SOURCE DATA Start Marker

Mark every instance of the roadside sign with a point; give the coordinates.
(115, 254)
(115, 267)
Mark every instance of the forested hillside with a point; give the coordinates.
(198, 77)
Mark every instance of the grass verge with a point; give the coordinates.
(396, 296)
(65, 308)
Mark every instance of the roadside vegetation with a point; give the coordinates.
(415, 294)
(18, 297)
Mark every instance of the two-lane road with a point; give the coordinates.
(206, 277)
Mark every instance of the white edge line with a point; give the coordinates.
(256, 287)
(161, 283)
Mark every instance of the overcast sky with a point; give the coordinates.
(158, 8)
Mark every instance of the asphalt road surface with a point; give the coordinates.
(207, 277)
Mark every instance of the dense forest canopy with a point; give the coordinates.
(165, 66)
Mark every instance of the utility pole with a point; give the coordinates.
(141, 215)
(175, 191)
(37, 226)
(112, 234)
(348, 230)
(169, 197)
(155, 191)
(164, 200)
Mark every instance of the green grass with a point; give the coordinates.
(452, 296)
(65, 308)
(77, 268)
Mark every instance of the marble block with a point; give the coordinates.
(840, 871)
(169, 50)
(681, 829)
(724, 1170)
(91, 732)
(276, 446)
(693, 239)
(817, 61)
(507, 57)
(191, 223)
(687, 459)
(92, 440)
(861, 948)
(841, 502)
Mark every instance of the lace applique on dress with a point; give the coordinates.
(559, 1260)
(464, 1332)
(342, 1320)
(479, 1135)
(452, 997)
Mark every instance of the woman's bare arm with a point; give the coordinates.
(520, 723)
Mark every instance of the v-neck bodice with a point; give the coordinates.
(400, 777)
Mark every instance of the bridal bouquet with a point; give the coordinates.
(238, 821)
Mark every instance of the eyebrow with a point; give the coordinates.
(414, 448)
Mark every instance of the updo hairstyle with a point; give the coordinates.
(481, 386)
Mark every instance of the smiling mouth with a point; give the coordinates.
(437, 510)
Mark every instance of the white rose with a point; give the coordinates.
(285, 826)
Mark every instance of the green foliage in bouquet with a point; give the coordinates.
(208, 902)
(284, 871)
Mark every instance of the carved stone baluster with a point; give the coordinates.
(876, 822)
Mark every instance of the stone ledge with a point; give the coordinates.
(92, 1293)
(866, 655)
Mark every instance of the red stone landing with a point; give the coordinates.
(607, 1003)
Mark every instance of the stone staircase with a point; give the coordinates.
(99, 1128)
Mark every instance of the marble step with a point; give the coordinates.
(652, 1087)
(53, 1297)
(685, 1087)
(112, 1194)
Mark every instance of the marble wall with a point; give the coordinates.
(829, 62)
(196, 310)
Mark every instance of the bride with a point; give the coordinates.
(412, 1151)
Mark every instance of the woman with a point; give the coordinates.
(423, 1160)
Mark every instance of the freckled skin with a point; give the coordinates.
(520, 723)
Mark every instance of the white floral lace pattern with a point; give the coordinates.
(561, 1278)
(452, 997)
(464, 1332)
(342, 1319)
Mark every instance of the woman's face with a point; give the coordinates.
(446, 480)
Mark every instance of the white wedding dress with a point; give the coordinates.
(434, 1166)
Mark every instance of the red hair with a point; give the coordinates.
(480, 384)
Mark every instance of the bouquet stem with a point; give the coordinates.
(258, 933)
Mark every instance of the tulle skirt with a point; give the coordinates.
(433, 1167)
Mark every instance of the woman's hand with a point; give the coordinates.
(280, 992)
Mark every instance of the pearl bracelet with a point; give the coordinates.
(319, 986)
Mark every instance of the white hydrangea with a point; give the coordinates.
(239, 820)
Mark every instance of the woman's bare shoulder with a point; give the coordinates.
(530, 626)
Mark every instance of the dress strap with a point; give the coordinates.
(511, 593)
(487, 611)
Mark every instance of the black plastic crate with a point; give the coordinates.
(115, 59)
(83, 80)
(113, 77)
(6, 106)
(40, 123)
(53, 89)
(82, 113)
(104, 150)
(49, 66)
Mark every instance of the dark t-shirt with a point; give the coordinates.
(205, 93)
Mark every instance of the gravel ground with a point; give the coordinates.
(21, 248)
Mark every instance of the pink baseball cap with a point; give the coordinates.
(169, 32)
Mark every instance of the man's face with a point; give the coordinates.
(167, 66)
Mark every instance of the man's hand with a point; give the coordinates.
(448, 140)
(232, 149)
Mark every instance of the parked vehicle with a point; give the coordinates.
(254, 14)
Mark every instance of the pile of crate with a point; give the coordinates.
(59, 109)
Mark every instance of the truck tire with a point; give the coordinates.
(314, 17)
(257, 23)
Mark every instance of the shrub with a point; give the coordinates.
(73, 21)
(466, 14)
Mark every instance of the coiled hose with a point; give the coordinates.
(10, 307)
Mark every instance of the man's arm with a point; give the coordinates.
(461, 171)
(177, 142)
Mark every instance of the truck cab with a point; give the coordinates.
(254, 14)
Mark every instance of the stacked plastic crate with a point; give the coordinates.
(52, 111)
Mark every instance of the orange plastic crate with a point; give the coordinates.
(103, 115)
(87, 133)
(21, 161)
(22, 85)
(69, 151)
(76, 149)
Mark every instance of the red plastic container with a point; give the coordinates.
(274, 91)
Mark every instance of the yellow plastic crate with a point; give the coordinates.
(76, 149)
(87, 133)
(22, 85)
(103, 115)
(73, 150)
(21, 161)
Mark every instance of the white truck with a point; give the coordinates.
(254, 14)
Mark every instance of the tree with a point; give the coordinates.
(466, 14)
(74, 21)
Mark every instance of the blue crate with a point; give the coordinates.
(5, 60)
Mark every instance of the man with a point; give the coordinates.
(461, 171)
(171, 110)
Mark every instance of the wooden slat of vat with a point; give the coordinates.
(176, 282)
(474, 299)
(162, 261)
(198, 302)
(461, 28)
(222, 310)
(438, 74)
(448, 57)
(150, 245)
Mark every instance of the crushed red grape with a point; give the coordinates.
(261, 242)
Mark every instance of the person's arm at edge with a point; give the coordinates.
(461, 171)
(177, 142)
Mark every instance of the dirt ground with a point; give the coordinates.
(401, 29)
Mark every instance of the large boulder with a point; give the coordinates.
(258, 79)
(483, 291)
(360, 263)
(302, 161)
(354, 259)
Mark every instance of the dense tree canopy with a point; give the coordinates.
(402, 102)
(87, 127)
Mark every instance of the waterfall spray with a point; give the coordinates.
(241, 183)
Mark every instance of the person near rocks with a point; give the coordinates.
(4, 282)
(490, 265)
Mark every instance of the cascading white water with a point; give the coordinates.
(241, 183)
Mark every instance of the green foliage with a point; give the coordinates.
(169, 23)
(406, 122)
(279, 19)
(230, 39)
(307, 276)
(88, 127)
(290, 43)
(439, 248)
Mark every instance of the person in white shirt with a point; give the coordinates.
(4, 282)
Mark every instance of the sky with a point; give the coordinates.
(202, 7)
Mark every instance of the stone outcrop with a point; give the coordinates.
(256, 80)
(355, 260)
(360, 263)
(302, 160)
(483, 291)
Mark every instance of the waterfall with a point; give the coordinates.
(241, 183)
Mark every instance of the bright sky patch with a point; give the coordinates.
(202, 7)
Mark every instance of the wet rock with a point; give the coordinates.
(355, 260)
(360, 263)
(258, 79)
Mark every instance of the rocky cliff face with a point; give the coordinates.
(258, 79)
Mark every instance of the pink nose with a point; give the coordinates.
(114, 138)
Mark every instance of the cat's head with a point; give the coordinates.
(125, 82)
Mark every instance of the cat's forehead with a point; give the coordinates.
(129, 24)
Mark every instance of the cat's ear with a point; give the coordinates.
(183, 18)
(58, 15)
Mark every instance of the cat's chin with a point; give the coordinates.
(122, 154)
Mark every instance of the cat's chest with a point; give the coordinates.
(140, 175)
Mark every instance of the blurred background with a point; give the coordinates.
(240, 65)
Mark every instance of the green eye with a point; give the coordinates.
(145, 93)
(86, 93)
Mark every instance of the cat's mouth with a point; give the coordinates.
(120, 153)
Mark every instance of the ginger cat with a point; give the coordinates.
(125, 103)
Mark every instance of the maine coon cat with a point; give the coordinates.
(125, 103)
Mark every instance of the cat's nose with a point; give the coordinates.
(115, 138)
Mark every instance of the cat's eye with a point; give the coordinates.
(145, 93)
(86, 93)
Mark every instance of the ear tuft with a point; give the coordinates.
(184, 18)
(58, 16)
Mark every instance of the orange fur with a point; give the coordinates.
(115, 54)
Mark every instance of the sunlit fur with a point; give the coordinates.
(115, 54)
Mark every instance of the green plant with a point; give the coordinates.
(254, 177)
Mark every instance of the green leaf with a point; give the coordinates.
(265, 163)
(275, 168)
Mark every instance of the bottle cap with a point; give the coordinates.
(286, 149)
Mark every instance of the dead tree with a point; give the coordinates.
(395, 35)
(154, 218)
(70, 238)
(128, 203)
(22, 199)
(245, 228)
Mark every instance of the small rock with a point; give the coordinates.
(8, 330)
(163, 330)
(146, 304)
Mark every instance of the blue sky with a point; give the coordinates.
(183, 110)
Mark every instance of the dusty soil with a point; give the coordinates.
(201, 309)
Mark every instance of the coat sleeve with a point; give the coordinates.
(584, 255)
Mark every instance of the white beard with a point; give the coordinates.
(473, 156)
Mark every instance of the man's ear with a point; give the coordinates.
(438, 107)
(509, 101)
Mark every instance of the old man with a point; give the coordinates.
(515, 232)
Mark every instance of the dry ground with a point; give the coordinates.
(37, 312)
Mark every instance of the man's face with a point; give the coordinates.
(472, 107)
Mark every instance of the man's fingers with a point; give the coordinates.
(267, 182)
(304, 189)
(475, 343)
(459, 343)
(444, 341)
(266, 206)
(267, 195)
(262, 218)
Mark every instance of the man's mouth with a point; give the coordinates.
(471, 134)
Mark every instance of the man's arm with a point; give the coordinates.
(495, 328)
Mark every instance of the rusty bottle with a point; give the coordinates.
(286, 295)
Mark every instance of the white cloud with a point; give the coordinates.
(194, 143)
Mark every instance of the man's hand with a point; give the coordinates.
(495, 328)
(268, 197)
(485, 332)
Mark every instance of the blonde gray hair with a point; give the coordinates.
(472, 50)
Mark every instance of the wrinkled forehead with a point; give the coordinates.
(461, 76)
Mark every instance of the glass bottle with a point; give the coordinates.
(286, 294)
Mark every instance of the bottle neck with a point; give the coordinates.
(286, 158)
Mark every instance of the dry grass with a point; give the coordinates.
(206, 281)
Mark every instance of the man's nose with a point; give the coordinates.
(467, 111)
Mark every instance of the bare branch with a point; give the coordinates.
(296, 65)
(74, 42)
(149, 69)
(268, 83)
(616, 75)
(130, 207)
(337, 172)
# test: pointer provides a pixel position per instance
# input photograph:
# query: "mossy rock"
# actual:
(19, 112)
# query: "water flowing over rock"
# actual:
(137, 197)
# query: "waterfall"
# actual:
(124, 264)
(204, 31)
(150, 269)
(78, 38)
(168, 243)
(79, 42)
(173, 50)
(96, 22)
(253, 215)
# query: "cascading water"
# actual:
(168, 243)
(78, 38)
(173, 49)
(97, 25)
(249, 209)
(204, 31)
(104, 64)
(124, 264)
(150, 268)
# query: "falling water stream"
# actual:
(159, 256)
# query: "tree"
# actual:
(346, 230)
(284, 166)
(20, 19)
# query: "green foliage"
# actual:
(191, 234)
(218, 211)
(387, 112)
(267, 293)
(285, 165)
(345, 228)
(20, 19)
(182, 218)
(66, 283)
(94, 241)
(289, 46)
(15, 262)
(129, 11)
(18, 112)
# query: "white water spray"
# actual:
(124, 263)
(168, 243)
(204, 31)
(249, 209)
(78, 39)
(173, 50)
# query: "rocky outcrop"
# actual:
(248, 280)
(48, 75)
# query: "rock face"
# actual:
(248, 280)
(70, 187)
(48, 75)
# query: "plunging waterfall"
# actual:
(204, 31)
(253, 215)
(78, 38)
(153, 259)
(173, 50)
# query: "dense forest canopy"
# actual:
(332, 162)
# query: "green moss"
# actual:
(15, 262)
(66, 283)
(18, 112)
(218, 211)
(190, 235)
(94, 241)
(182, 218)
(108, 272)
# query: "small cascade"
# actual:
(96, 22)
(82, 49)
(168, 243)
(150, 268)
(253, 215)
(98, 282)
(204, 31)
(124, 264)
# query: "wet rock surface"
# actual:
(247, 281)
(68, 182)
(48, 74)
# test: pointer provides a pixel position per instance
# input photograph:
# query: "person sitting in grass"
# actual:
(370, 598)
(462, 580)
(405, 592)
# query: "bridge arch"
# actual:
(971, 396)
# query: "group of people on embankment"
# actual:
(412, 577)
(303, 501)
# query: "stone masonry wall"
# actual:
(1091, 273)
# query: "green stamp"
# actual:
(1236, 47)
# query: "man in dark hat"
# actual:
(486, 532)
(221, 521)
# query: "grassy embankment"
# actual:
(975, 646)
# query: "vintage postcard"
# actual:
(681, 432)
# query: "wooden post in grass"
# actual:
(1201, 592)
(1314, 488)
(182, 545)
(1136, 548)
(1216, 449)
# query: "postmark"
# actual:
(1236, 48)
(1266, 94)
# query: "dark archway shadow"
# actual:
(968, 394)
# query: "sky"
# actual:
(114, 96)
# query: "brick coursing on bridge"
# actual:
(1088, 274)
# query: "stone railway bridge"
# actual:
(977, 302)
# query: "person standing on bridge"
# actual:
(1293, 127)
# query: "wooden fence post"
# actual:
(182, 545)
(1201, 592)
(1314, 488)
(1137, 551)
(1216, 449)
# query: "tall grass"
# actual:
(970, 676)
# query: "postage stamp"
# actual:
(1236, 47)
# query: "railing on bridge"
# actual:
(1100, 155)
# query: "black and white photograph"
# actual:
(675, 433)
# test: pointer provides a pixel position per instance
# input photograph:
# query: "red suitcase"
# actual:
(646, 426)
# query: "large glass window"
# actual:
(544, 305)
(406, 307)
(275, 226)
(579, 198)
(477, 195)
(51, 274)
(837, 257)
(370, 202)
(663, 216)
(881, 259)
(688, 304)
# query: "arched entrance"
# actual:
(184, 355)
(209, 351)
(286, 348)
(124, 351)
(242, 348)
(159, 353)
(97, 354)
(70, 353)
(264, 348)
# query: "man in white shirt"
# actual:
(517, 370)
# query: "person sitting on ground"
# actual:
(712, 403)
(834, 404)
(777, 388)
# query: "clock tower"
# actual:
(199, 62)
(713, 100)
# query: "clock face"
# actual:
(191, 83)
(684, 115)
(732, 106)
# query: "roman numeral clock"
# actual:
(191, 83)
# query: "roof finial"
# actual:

SOURCE DATA End Marker

### TASK TO CARRY OUT:
Every line above that holds the string "bridge" should be copied into the answer.

### EXPECTED OUTPUT:
# query: "bridge arch"
# query: "brick coursing on bridge"
# query: "stone railway bridge"
# query: "person standing on bridge"
# query: "railing on bridge"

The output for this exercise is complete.